• TASK
Print every item below word for word, reproducing each line without any change.

Coordinate annotation records:
▼

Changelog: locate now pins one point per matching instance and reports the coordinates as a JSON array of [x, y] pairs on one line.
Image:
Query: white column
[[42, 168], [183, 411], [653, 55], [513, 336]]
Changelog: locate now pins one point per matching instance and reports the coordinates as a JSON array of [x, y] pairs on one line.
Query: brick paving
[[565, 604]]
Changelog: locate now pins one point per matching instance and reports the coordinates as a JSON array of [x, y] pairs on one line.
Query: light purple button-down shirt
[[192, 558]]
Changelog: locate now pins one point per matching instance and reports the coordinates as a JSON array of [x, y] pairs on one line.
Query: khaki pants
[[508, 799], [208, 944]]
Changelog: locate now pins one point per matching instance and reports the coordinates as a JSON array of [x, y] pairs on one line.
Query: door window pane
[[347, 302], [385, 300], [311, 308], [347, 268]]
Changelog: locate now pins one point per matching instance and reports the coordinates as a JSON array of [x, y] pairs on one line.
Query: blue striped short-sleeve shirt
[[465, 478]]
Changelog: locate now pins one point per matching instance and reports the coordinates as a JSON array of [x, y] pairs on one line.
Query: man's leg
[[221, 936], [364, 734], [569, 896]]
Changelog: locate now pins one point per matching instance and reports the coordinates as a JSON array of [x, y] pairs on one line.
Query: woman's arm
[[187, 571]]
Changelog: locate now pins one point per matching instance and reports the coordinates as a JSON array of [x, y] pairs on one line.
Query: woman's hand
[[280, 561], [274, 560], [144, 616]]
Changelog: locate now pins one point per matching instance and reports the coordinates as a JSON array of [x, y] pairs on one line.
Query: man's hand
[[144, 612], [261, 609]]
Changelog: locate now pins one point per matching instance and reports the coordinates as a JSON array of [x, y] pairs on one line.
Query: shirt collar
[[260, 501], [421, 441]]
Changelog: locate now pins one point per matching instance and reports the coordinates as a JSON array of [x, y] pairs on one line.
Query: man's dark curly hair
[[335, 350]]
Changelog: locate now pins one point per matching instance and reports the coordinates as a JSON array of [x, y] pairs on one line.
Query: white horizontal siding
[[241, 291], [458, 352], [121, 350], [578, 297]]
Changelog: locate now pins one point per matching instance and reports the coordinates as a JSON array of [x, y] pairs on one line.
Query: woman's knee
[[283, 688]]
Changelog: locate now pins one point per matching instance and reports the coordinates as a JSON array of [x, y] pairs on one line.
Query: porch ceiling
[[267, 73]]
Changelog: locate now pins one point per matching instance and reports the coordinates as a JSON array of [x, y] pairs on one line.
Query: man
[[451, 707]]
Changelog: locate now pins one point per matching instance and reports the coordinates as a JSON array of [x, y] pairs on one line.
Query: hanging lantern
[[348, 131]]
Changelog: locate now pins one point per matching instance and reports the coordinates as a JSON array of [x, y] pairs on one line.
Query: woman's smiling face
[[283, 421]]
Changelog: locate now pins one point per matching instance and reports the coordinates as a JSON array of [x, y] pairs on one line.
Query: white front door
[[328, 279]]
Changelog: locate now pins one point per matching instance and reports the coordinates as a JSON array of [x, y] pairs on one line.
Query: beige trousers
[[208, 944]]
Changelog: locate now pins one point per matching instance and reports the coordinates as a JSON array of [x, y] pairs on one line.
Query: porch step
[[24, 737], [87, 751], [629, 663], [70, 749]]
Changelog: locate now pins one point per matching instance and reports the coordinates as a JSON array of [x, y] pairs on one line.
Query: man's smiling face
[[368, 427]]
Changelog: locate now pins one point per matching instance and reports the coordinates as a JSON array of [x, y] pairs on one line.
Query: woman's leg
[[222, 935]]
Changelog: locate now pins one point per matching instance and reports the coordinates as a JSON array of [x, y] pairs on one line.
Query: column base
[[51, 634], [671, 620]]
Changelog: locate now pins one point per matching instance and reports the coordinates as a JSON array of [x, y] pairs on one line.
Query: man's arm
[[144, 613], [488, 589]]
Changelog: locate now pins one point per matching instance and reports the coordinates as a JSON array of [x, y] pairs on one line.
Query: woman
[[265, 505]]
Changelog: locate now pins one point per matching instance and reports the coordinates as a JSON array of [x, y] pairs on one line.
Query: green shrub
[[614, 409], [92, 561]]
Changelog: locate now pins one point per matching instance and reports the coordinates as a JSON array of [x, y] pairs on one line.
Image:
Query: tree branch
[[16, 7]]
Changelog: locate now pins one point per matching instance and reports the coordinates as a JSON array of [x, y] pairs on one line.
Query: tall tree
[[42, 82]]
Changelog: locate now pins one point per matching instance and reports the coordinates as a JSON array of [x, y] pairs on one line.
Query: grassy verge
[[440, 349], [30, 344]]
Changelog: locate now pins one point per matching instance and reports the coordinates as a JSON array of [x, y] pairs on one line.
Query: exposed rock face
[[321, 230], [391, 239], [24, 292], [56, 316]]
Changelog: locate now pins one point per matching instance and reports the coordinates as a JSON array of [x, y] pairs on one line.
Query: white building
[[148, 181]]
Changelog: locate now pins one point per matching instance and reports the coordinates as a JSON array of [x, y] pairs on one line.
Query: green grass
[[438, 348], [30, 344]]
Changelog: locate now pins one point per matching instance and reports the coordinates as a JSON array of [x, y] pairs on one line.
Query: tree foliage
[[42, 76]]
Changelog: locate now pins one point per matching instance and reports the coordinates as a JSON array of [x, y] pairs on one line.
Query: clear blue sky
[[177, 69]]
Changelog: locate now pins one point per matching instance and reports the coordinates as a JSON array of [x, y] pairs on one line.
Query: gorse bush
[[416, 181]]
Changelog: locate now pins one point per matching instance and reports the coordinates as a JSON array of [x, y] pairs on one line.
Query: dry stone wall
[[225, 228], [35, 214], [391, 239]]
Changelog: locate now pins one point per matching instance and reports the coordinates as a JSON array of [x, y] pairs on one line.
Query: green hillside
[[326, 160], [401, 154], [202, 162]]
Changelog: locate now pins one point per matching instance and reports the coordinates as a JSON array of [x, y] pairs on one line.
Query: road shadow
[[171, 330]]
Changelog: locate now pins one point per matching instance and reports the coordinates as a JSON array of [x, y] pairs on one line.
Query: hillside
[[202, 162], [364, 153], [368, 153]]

▲

• WRITTEN RESPONSE
Changelog: locate now pins one point per matching instance and reports the coordinates as a JSON array of [x, y] pairs on one line.
Image:
Query: white column
[[42, 168], [183, 411], [653, 55], [513, 336]]
Changelog: locate now pins one point per matching instance and reports the coordinates as a JSON array of [x, y] pairs on one line.
Query: brick paving
[[565, 604]]
Changelog: locate now pins one point per matching instance and reports the coordinates as a JSON array of [x, y] pairs on one line.
Query: light purple button-down shirt
[[192, 558]]
Changelog: locate now pins one point per matching instance and reports the coordinates as a JSON array of [x, y] pairs on one line.
Query: khaki pants
[[508, 799], [208, 944]]
Changelog: locate now pins one point per matching instance and reports the coordinates as a JSON array of [x, y] pairs on one line.
Query: door window pane
[[347, 302], [385, 300], [311, 308], [347, 268]]
Changelog: locate now pins one point per matching instance and reports the coordinates as a JSON array of [x, y] pairs on one line.
Query: blue striped short-sleeve shirt
[[465, 478]]
Changelog: locate now pins one point per matching instance and reports the coordinates as a JSON array of [x, y] pairs on one line.
Query: man's leg
[[221, 936], [364, 734], [569, 896]]
Changelog: locate now pins one point per matching instance and reports the coordinates as a JSON array of [x, y] pairs on one line.
Query: woman's arm
[[187, 571]]
Changelog: locate now pins one point per matching instance and reports the coordinates as a JSON array of [x, y] pairs on one line.
Query: woman's hand
[[280, 561], [274, 560], [144, 616]]
Changelog: locate now pins one point per matching instance and reports the coordinates as a JSON array of [x, y] pairs on one line.
Query: man's hand
[[144, 612], [261, 609]]
Changelog: locate now pins one point per matching instance and reports the coordinates as a JSON array of [x, y] pairs on one line.
Query: shirt collar
[[260, 501], [421, 441]]
Changelog: locate now pins one point per matching instance and reports the coordinates as a JSON array of [x, y] pairs on one line.
Query: man's dark curly hair
[[335, 350]]
Changelog: locate now pins one point per matching instance and reports the coordinates as a JSON array of [x, y] pairs on one line.
Query: white horizontal siding
[[241, 291], [458, 352], [121, 350], [578, 297]]
Changelog: locate now pins one point per matching instance and reports the coordinates as a JSON array of [x, y] pairs on one line.
Query: woman's knee
[[283, 688]]
Changelog: locate now pins one point per matching instance and reports the coordinates as a JSON array of [x, y] pairs on one line.
Query: porch ceiling
[[267, 73]]
Changelog: locate now pins one point per matching instance and reports the coordinates as a JSON array of [x, y] pairs on one line.
Query: man
[[451, 707]]
Changelog: locate now pins one point per matching instance and reports the coordinates as a JSON array of [x, y] pairs on one line.
Query: hanging lantern
[[348, 131]]
Changelog: locate now pins one point per matching instance and reports the coordinates as a JSON array of [x, y] pairs on one line.
Query: woman's smiling face
[[283, 421]]
Changelog: locate now pins one point per matching instance and reports the coordinates as a JSON array of [x, y] pairs on one line.
Query: white front door
[[328, 279]]
Changelog: locate now pins one point per matching instance and reports the coordinates as a JSON array of [x, y] pairs on one line.
Query: beige trousers
[[208, 944]]
Changelog: locate now pins one point per matching instance and reports the coordinates as a JSON array of [x, y] pairs on one line.
Query: porch step
[[24, 737], [87, 751], [629, 663], [70, 749]]
Changelog: locate now pins one point per matching instance and reports the coordinates as a JSON array of [x, y] pairs on one line.
Query: man's smiling face
[[368, 427]]
Changelog: locate now pins one point per matching instance and reports the coordinates as a JSON array of [x, y] pairs on one line.
Query: woman's leg
[[222, 935]]
Changelog: locate now pins one point per matching instance and reports the coordinates as a JSON array of [x, y] pairs on one line.
Query: column base
[[51, 634], [671, 620]]
Changelog: locate now pins one point per matching instance and reports the coordinates as a JSON array of [x, y] pairs on one line.
Query: man's arm
[[144, 613], [488, 589]]
Changelog: locate now pins one point per matching instance and reports the coordinates as a JSON array of [x, y] pairs on one line.
Query: woman
[[265, 505]]
Changelog: locate now pins one point per matching instance and reports the coordinates as a JSON array of [x, y] pairs on one line.
Query: green shrub
[[614, 409], [92, 561]]
Changelog: locate now pins one point per matching instance and reports the coordinates as a JSON array of [x, y] pairs on one line.
Image:
Query: tree branch
[[16, 7]]
Changelog: locate now pins one point per matching instance and reports the coordinates as a JSON array of [x, y] pairs on one line.
Query: tall tree
[[42, 82]]
Changelog: locate now pins one point per matching instance and reports the coordinates as a JSON array of [x, y] pairs on one line.
Query: grassy verge
[[440, 349], [30, 344]]
Changelog: locate now pins one point per matching instance and reports the coordinates as a JSON array of [x, y] pairs on one line.
Query: exposed rock face
[[321, 230], [391, 239], [24, 292], [56, 316]]
Changelog: locate now pins one point per matching instance and reports the coordinates as a JSON array of [x, y] pairs on one line.
Query: white building
[[148, 181]]
Changelog: locate now pins one point per matching instance and reports the coordinates as a JSON array of [x, y] pairs on one line.
Query: green grass
[[438, 348], [30, 344]]
Changelog: locate now pins one point per matching instance and reports the coordinates as a JSON array of [x, y] pairs on one line.
Query: tree foliage
[[42, 76]]
Changelog: locate now pins one point per matching instance and reports the coordinates as a JSON array of [x, y] pairs on one line.
Query: clear blue sky
[[177, 69]]
Changelog: locate now pins one point per matching instance and reports the coordinates as a JSON array of [x, y] pairs on one line.
Query: gorse bush
[[416, 181]]
Changelog: locate now pins one point per matching instance and reports the coordinates as a JSON array of [x, y] pairs on one line.
Query: dry stone wall
[[225, 228], [35, 214], [391, 239]]
Changelog: locate now pins one point per matching instance and reports the coordinates as a JSON array of [x, y] pairs on one line.
Query: green hillside
[[326, 160], [401, 154], [202, 162]]
Changelog: locate now pins one point per matching instance and reports the coordinates as a JSON array of [x, y] pairs on one line.
Query: road shadow
[[171, 330]]
Changelog: locate now pins one point per matching instance and reports the coordinates as a JSON array of [x, y] pairs on one line.
Query: hillside
[[202, 162], [364, 153], [368, 153]]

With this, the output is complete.